» SOURCE

════════

In some embodiments, the first treatment unit 108a receives the first fossil fuel 102a and the first engineered fuel 104a at a first cofiring ratio of the first engineered fuel, and processes substantially the entirety of the received fuels 102a, 104a is processed. In some embodiments, the first treatment unit 108a receives fuels 102a, 104a at a ratio different than the first cofiring ratio, and is operable to manipulate the received fuels 102a, 104a so as to achieve the first cofiring ratio prior to treatment. Such manipulation may include, but is not limited to, temporary storage of the fuel, mixing/blending, and heating In some embodiments, the fuel sources 102a, 104a, and the first treatment unit 108a cooperate to maintain operation of the first treatment unit 108a at the first cofiring ratio.

In a similar manner, the second treatment unit 108b may be operable for treatment of the entirety of the received fuels 102b, 104b at a second cofiring ratio of the second engineered fuel, and/or for manipulation of the received fuels to achieve the second cofiring ratio prior to treatment. In some embodiments, the fuel sources 102b, 104b, and the second treatment unit 108b cooperate to maintain operation of the second treatment unit 108b at the second cofiring ratio.

════════

(Pointing dataset records)
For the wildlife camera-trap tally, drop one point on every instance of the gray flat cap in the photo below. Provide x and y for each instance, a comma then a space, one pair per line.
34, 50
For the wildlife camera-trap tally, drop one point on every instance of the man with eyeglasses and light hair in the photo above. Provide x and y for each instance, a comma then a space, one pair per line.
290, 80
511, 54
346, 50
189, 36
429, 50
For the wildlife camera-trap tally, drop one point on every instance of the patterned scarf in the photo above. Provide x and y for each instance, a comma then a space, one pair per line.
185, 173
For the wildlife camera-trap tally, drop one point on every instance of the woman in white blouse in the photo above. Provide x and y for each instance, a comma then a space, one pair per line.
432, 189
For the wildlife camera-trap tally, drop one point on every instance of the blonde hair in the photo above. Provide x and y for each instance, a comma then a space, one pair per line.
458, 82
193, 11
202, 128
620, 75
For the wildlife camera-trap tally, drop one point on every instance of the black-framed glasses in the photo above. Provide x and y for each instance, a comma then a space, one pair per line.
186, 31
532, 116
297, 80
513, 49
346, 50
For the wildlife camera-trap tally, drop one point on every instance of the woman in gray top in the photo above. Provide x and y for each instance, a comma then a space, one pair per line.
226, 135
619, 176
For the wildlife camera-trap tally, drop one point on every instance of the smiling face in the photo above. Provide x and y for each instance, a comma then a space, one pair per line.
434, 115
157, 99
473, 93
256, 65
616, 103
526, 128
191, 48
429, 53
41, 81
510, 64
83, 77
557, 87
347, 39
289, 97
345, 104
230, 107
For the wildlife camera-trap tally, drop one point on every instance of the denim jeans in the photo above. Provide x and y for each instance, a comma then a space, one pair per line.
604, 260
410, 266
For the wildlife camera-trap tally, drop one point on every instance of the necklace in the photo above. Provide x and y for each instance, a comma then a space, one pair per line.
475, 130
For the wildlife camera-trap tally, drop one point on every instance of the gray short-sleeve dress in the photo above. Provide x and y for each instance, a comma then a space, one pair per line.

════════

» BRIEF A
Answer these questions about the fuel treatment passage:
(i) Which two fuels does the first treatment unit 108a receive?
(ii) At what ratio may the second treatment unit 108b treat the entirety of its received fuels?
(iii) What cooperates to maintain operation of the second treatment unit 108b at the second cofiring ratio?
» BRIEF B
Repeat word for word everything in the fuel treatment passage from "In some embodiments, the first treatment unit 108a receives the" down to "first cofiring ratio.".

» REPLY A
(i) The first fossil fuel 102a and the first engineered fuel 104a.
(ii) A second cofiring ratio of the second engineered fuel.
(iii) The fuel sources 102b, 104b, and the second treatment unit 108b.

» REPLY B
In some embodiments, the first treatment unit 108a receives the first fossil fuel 102a and the first engineered fuel 104a at a first cofiring ratio of the first engineered fuel, and processes substantially the entirety of the received fuels 102a, 104a is processed. In some embodiments, the first treatment unit 108a receives fuels 102a, 104a at a ratio different than the first cofiring ratio, and is operable to manipulate the received fuels 102a, 104a so as to achieve the first cofiring ratio prior to treatment. Such manipulation may include, but is not limited to, temporary storage of the fuel, mixing/blending, and heating In some embodiments, the fuel sources 102a, 104a, and the first treatment unit 108a cooperate to maintain operation of the first treatment unit 108a at the first cofiring ratio.